— Source excerpt —
+ + + + +
]> git.ipfire.org Git - thirdparty/gcc.git/commitdiff
AArch64: Cap suggested unroll factor for small known-niters loops
authorPengfei Li <Pengfei.Li2@arm.com>
Mon, 29 Jun 2026 08:30:45 +0000 (08:30 +0000)
committerPengfei Li <Pengfei.Li2@arm.com>
Thu, 2 Jul 2026 18:43:44 +0000 (18:43 +0000)
The AArch64 backend can suggest an unroll factor to the vectorizer in
order to expose more ILP. However, in some cases the suggested value is
larger than needed. For the test cases added by this patch, the AArch64
backend suggests an unroll factor of 4, but the loops only need 1 or 2
SVE vector iterations respectively to cover their 10 or 20 scalar
iterations.
+ + + + +
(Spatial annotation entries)
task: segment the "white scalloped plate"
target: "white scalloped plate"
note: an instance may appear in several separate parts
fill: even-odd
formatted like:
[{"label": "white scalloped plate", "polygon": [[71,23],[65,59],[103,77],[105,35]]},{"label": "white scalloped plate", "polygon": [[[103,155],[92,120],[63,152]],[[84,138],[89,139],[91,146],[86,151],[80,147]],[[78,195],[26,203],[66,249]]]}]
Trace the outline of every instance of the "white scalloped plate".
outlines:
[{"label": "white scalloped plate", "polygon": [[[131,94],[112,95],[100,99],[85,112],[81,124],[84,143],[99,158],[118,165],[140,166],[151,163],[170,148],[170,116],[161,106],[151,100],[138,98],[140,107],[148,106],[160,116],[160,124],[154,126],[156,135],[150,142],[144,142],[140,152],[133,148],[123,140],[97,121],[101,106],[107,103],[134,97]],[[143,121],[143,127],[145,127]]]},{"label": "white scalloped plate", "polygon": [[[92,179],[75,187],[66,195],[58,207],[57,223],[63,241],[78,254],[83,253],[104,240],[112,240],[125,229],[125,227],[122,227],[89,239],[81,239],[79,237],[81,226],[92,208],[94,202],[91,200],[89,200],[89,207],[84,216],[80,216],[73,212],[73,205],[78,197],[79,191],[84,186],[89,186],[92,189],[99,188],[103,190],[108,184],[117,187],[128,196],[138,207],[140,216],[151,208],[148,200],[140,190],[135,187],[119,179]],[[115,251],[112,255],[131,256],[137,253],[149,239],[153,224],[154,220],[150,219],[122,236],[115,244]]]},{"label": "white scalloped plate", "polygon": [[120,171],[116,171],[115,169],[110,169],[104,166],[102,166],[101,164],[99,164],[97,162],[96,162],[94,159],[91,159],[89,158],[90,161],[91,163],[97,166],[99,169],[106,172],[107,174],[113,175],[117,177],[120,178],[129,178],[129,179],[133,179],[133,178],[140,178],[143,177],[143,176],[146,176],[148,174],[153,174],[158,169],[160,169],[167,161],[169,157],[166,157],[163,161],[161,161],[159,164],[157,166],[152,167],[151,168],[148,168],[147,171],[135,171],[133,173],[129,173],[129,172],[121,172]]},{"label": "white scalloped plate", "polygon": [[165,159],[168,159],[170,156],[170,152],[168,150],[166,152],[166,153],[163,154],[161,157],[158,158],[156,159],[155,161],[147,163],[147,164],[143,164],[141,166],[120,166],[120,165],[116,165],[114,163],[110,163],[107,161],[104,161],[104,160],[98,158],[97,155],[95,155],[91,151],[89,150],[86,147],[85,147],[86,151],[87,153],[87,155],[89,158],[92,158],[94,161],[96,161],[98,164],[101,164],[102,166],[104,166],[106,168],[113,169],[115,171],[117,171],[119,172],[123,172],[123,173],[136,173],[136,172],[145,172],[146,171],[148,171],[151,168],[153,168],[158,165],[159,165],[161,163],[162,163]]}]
+ + + + +
— What you will do —
Rewrite the commit message from "The AArch64 ba" to "iterations.", replacing "ILP" with "instruction-level parallelism".

— Written response —
The AArch64 backend can suggest an unroll factor to the vectorizer in
order to expose more instruction-level parallelism. However, in some cases the suggested value is
larger than needed. For the test cases added by this patch, the AArch64
backend suggests an unroll factor of 4, but the loops only need 1 or 2
SVE vector iterations respectively to cover their 10 or 20 scalar
iterations.